**GIVEN REQUEST**
Retype all the records with nothing changed.

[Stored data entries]
** START **

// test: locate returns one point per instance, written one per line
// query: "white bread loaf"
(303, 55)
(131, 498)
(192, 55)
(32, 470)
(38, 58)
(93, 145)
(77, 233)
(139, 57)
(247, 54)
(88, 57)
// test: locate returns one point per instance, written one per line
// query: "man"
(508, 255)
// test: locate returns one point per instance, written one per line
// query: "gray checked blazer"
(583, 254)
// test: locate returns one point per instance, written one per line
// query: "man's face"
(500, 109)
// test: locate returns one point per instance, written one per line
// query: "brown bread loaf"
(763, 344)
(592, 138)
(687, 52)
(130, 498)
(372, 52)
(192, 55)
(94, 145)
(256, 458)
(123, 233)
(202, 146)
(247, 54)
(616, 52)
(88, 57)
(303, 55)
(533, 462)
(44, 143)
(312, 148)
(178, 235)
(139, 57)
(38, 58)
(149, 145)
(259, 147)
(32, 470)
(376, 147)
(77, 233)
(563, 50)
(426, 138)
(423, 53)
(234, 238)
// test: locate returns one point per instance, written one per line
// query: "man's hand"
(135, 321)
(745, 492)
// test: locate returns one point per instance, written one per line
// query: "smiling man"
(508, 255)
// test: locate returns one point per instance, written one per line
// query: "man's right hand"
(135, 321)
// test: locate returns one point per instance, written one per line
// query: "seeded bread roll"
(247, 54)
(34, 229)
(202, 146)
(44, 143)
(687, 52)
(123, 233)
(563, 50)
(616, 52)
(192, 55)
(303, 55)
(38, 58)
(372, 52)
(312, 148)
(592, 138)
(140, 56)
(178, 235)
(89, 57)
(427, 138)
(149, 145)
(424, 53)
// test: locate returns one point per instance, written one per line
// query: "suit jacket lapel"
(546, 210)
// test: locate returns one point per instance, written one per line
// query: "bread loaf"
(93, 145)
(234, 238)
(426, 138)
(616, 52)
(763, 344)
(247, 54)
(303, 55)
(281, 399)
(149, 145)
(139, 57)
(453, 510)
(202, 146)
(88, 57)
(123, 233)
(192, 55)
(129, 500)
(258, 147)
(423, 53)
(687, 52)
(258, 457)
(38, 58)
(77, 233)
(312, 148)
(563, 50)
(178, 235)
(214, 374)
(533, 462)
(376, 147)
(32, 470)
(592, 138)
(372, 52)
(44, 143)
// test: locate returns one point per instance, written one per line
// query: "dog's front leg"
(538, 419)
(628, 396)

** END **

**OUTPUT FOR THIS TASK**
// test: locate returns one point per instance, written one per line
// query: "white bread loaf"
(303, 55)
(131, 498)
(192, 55)
(32, 470)
(38, 58)
(93, 145)
(77, 233)
(139, 57)
(247, 54)
(88, 57)
// test: locate returns one point per instance, written one per line
// query: "man"
(508, 255)
// test: locate returns one point per instance, written one per line
// query: "gray checked blazer"
(583, 254)
// test: locate returns one point per instance, written one per line
// query: "man's face"
(500, 109)
// test: locate returns one point per instance, written one per line
// query: "brown bread loaf"
(763, 344)
(592, 138)
(687, 52)
(130, 498)
(372, 52)
(192, 55)
(94, 145)
(256, 458)
(123, 233)
(202, 146)
(247, 54)
(616, 52)
(88, 57)
(303, 55)
(533, 462)
(44, 143)
(312, 148)
(178, 235)
(139, 57)
(38, 58)
(149, 145)
(259, 147)
(32, 470)
(376, 147)
(77, 233)
(563, 50)
(426, 138)
(423, 53)
(234, 238)
// test: locate returns one point per instance, written one per line
// query: "man's hand"
(135, 321)
(745, 492)
// test: locate returns one point per instance, written one per line
// query: "smiling man"
(508, 255)
// test: locate returns one point per instance, written one per line
// query: "man's right hand"
(135, 321)
// test: locate returns one point per instance, written one per line
// query: "seeded bread roll"
(247, 54)
(34, 229)
(202, 146)
(44, 143)
(687, 52)
(123, 233)
(563, 50)
(616, 52)
(192, 55)
(303, 55)
(38, 58)
(372, 52)
(312, 148)
(592, 138)
(140, 56)
(178, 235)
(89, 57)
(427, 138)
(149, 145)
(424, 53)
// test: locate returns one point per instance, written one per line
// query: "suit jacket lapel"
(546, 210)
// test: locate returns one point per instance, written one per line
// query: "bread loaf"
(93, 145)
(234, 238)
(426, 138)
(616, 52)
(763, 344)
(247, 54)
(303, 55)
(281, 399)
(149, 145)
(139, 57)
(453, 510)
(202, 146)
(88, 57)
(123, 233)
(192, 55)
(129, 500)
(258, 147)
(423, 53)
(687, 52)
(258, 457)
(38, 58)
(77, 233)
(312, 148)
(563, 50)
(178, 235)
(214, 374)
(533, 462)
(376, 147)
(32, 470)
(592, 138)
(372, 52)
(44, 143)
// test: locate returns one point per instance, written one per line
// query: "dog's front leg"
(538, 419)
(628, 396)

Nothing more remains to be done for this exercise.